*EXERCISE AIM*.
Set down the material once more, exactly as it appears.

*Excerpt from a dataset*.
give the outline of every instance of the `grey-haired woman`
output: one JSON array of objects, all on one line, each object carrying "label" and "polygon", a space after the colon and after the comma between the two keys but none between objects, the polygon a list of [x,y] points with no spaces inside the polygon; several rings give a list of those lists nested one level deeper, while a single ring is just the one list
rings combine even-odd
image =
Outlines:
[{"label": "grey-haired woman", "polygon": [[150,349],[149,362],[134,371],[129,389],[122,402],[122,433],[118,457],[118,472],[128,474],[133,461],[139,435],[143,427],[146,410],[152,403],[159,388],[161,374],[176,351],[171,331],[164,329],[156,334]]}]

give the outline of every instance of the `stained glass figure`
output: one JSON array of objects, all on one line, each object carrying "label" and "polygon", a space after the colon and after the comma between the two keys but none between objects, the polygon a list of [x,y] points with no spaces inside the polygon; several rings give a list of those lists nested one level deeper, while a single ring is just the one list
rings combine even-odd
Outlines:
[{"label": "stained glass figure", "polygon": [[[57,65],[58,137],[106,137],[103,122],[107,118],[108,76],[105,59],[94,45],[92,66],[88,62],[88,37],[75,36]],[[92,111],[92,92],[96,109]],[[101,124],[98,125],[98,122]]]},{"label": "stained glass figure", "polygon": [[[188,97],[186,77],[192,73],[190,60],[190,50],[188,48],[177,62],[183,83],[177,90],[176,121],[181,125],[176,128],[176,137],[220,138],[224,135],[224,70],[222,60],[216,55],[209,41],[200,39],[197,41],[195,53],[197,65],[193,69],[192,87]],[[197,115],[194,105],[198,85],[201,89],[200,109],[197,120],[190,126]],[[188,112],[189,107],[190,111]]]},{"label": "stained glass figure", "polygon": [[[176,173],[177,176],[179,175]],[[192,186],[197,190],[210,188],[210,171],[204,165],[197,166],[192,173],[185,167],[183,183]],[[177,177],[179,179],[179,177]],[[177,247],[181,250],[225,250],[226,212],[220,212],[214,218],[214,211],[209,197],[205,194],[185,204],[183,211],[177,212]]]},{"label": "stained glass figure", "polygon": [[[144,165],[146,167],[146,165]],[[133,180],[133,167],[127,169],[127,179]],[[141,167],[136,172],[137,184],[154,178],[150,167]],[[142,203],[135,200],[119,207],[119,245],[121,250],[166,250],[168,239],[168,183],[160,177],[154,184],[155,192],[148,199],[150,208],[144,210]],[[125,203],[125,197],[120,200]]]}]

*ANSWER TO THIS TASK*.
give the outline of every instance of the `grey-haired woman`
output: one JSON array of objects, all on one line, each object carrying "label" and "polygon", a space after the colon and after the comma between the two keys but none between objects, the polygon a list of [x,y] points with no spaces inside the polygon; several rings give a list of those lists nested one level deeper, while a single ring is just the one list
rings combine even-odd
image =
Outlines:
[{"label": "grey-haired woman", "polygon": [[150,349],[149,362],[134,371],[129,389],[122,402],[122,433],[118,457],[118,472],[128,474],[133,461],[139,435],[143,427],[146,410],[152,403],[159,388],[161,374],[176,351],[171,331],[164,329],[156,334]]}]

give the outline of every instance of the `stained glass figure`
output: one JSON array of objects, all on one line, each object carrying "label" and "polygon", a space after the colon and after the comma between the two keys but none between objects, the polygon a list of [x,y] points with no spaces inside the polygon; several rings give a list of those lists nested one level deeper, while a single ring is just the one list
rings combine even-odd
Outlines:
[{"label": "stained glass figure", "polygon": [[[57,65],[58,137],[106,137],[103,122],[107,118],[108,76],[105,59],[94,45],[92,66],[88,62],[88,37],[75,36]],[[92,111],[92,92],[96,109]],[[101,124],[98,125],[98,122]]]},{"label": "stained glass figure", "polygon": [[[188,97],[186,77],[192,73],[190,60],[190,50],[188,48],[177,62],[183,83],[177,90],[176,121],[181,125],[176,128],[176,137],[220,138],[224,135],[224,70],[222,60],[216,55],[209,41],[200,39],[197,41],[195,53],[197,65],[193,69],[192,87]],[[197,115],[194,105],[198,85],[201,89],[200,109],[197,120],[190,126]],[[188,112],[189,107],[190,111]]]},{"label": "stained glass figure", "polygon": [[[176,173],[177,176],[179,175]],[[192,186],[197,190],[210,188],[210,171],[204,165],[197,166],[192,173],[185,167],[183,183]],[[177,177],[179,179],[179,177]],[[177,247],[181,250],[225,250],[226,212],[220,212],[214,218],[214,211],[209,197],[205,194],[185,204],[183,211],[177,212]]]},{"label": "stained glass figure", "polygon": [[[144,165],[146,167],[146,165]],[[133,180],[133,167],[127,169],[127,179]],[[141,167],[136,172],[137,184],[154,178],[150,167]],[[142,203],[135,200],[119,207],[119,245],[121,250],[166,250],[168,239],[168,183],[160,177],[154,184],[155,192],[148,199],[150,208],[144,210]],[[125,203],[125,197],[120,200]]]}]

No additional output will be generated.